Please show, copied in full, each line of the data below that contains the word "ground".

### SUPPLIED ENTRIES ###

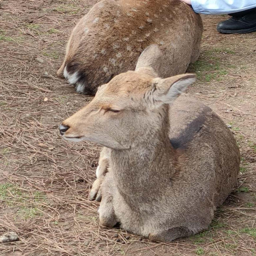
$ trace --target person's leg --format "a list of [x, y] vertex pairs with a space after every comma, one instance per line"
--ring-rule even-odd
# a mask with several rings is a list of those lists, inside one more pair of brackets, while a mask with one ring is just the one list
[[223, 34], [244, 34], [256, 31], [256, 8], [228, 14], [232, 17], [220, 22], [217, 30]]

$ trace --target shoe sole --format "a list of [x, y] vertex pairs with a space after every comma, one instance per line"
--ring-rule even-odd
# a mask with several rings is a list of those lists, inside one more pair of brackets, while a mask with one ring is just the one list
[[238, 30], [226, 30], [224, 29], [217, 28], [217, 30], [222, 34], [246, 34], [256, 32], [256, 27], [246, 28], [246, 29], [240, 29]]

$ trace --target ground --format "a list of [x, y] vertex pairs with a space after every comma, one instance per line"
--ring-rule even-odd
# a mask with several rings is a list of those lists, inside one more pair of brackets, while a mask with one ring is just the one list
[[19, 240], [0, 244], [0, 256], [256, 255], [256, 34], [221, 34], [216, 25], [227, 16], [202, 16], [200, 56], [189, 70], [198, 80], [188, 93], [237, 140], [237, 188], [205, 231], [166, 244], [140, 241], [98, 225], [99, 204], [87, 197], [100, 148], [65, 142], [57, 130], [92, 98], [55, 74], [71, 30], [97, 2], [0, 3], [0, 236], [14, 231]]

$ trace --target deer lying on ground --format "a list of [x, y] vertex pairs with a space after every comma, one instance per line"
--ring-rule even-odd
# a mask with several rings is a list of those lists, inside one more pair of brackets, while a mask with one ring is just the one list
[[156, 66], [154, 49], [142, 53], [135, 71], [99, 87], [59, 129], [67, 140], [105, 147], [89, 194], [101, 198], [100, 224], [119, 222], [167, 242], [207, 228], [235, 186], [240, 158], [232, 132], [210, 108], [178, 97], [194, 75], [160, 78], [147, 64]]
[[140, 53], [155, 44], [163, 54], [158, 75], [182, 74], [198, 58], [202, 32], [200, 16], [178, 0], [103, 0], [74, 29], [57, 75], [77, 92], [94, 94], [115, 76], [134, 70]]

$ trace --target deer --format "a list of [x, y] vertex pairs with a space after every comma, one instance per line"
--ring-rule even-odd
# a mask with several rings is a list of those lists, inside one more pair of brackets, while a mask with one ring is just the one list
[[240, 155], [220, 118], [182, 93], [195, 75], [160, 78], [160, 50], [148, 47], [59, 129], [104, 147], [88, 195], [100, 201], [100, 224], [167, 242], [207, 228], [236, 186]]
[[178, 0], [102, 0], [74, 28], [56, 75], [94, 95], [100, 85], [134, 70], [155, 44], [162, 53], [158, 75], [182, 74], [198, 58], [202, 29], [199, 15]]

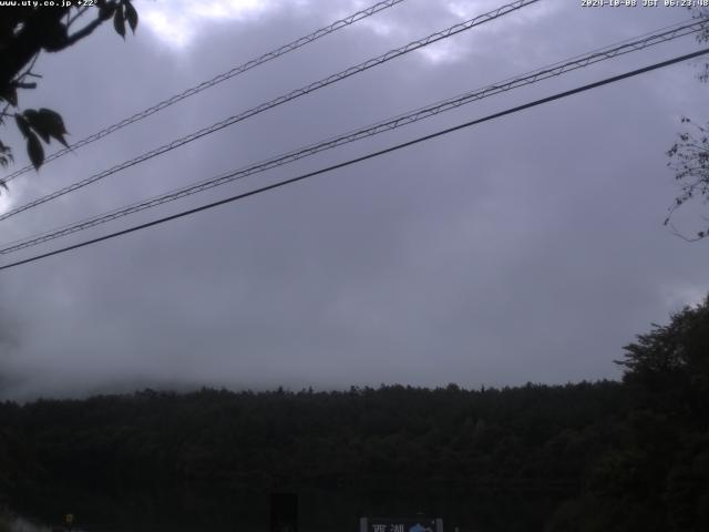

###

TASK RESULT
$ trace --target ground --format "a list of [x, y] vertex pairs with a space after every comma, one instance per line"
$ trace --target deer lying on ground --format "a list of [x, y] vertex pairs with a space after every comma, one instance per line"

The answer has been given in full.